EXERCISE
The answer must consist solely of the lines from the opening line of the entries through the line with "--target paved road", transcribed exactly and without any pictures.

MATERIAL PROVIDED
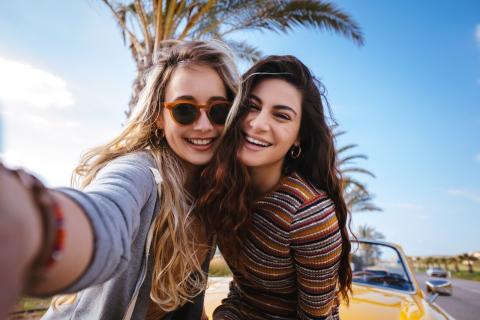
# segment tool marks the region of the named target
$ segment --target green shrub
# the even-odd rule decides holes
[[[222,256],[215,256],[212,261],[210,261],[208,275],[213,277],[229,277],[232,276],[232,271],[230,271],[230,268]]]

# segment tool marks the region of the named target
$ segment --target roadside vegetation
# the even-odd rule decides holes
[[[230,271],[225,259],[221,255],[216,255],[210,262],[208,275],[210,277],[231,277],[232,271]]]
[[[17,303],[12,313],[8,316],[8,320],[36,320],[47,311],[50,305],[50,298],[22,298]]]
[[[430,267],[440,267],[450,272],[452,278],[480,281],[478,254],[463,253],[457,256],[412,257],[417,271],[425,272]]]

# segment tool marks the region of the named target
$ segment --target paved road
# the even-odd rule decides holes
[[[417,280],[426,292],[425,273],[417,273]],[[453,285],[452,296],[439,296],[435,303],[451,314],[456,320],[480,319],[480,282],[449,279]]]

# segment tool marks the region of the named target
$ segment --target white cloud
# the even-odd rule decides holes
[[[451,189],[447,192],[449,195],[462,197],[480,203],[480,190]]]
[[[0,57],[0,100],[5,108],[39,109],[73,105],[72,93],[62,78],[27,63]]]

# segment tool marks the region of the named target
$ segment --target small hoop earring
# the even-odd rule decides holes
[[[153,131],[153,135],[150,137],[150,143],[154,147],[160,147],[160,144],[162,143],[163,138],[165,138],[165,132],[163,132],[162,129],[156,128]]]
[[[290,149],[290,157],[292,157],[292,159],[298,159],[300,154],[302,154],[302,147],[299,145],[293,145],[293,147]]]

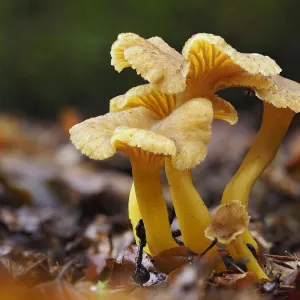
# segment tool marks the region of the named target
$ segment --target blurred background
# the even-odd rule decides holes
[[[74,236],[112,249],[111,232],[129,232],[129,240],[113,247],[116,255],[133,241],[128,159],[117,154],[91,161],[68,134],[72,125],[106,113],[112,97],[143,82],[130,68],[118,74],[110,65],[119,33],[160,36],[178,51],[195,33],[217,34],[241,52],[269,55],[284,76],[300,81],[299,9],[294,0],[1,0],[0,241],[6,248],[0,246],[0,255],[37,243],[40,251],[58,245],[65,251]],[[262,112],[261,101],[245,89],[221,96],[237,108],[239,122],[214,122],[207,159],[194,170],[210,208],[251,144]],[[274,253],[300,249],[299,124],[296,117],[251,195],[253,230],[272,242],[264,247]],[[256,226],[256,220],[264,224]]]
[[[66,105],[105,112],[109,99],[142,82],[110,65],[121,32],[160,36],[178,51],[191,35],[214,33],[241,52],[271,56],[300,80],[298,12],[292,0],[1,0],[0,109],[37,118]]]

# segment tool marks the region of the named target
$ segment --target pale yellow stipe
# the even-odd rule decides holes
[[[248,207],[251,188],[274,159],[294,115],[295,113],[288,108],[264,104],[260,130],[238,171],[227,184],[222,204],[240,200]]]
[[[240,257],[238,256],[238,253],[236,252],[235,247],[229,243],[226,245],[227,251],[229,252],[229,254],[231,255],[231,257],[235,260],[238,261],[240,260]]]
[[[141,216],[139,205],[138,205],[138,202],[136,199],[134,184],[132,184],[130,194],[129,194],[128,213],[129,213],[129,219],[130,219],[130,222],[132,225],[132,231],[133,231],[133,235],[135,238],[135,242],[138,245],[139,238],[136,236],[135,227],[136,227],[137,223],[139,222],[139,220],[142,218],[142,216]],[[146,251],[147,253],[150,254],[148,245],[146,245],[146,247],[144,248],[144,251]]]
[[[241,235],[227,245],[227,250],[232,256],[232,258],[236,261],[246,258],[247,261],[245,262],[245,265],[247,267],[247,270],[254,272],[257,276],[257,279],[270,280],[267,274],[262,270],[262,268],[258,264],[255,257],[252,255],[251,251],[246,246]]]
[[[193,185],[191,170],[176,170],[169,158],[165,167],[183,242],[192,251],[201,253],[211,244],[204,235],[211,222],[210,213]],[[207,255],[218,258],[218,270],[225,269],[217,247],[213,247]]]
[[[288,108],[280,109],[272,104],[264,103],[264,114],[260,130],[240,168],[226,186],[222,197],[222,204],[238,199],[248,207],[251,188],[257,178],[274,159],[294,115],[295,113]],[[256,250],[258,249],[257,243],[248,230],[245,230],[241,237],[239,237],[240,240],[243,243],[253,245]],[[237,244],[237,242],[232,243],[232,246],[241,249],[241,244]],[[247,248],[246,245],[243,247]],[[236,250],[238,251],[237,248]],[[254,263],[250,263],[255,260],[251,251],[244,249],[243,253],[249,260],[248,264],[250,264],[252,270],[257,269]],[[258,276],[262,276],[261,271],[257,272]]]
[[[249,229],[245,229],[245,231],[242,233],[242,237],[246,244],[252,245],[257,252],[259,251],[258,244],[256,240],[252,237]]]
[[[143,219],[150,254],[157,255],[169,248],[177,247],[168,218],[165,199],[160,183],[160,170],[155,164],[152,168],[141,168],[139,162],[131,160],[136,198]]]
[[[236,174],[227,184],[222,204],[240,200],[248,207],[251,188],[257,178],[274,159],[295,113],[286,108],[276,108],[264,103],[264,114],[260,130]],[[243,233],[246,243],[258,246],[248,230]]]
[[[178,171],[166,159],[166,175],[183,242],[194,252],[201,253],[211,244],[204,235],[211,217],[193,186],[191,170]]]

EXERCISE OUTPUT
# segment tool marks the region of the named target
$ segment --target green shrub
# the even-odd rule decides holes
[[[222,256],[215,256],[212,261],[210,261],[208,275],[213,277],[229,277],[232,276],[232,271],[230,271],[230,268]]]

# segment tool marks the region of the named target
$ segment --target roadside vegetation
# the even-odd rule decides holes
[[[230,271],[225,259],[221,255],[216,255],[210,262],[208,275],[210,277],[231,277],[232,271]]]
[[[17,303],[12,313],[8,316],[8,320],[36,320],[47,311],[50,305],[50,298],[22,298]]]
[[[430,267],[440,267],[450,272],[452,278],[480,281],[478,254],[463,253],[457,256],[412,257],[417,271],[425,272]]]

# segment tool marks the region of the named target
$ segment --target paved road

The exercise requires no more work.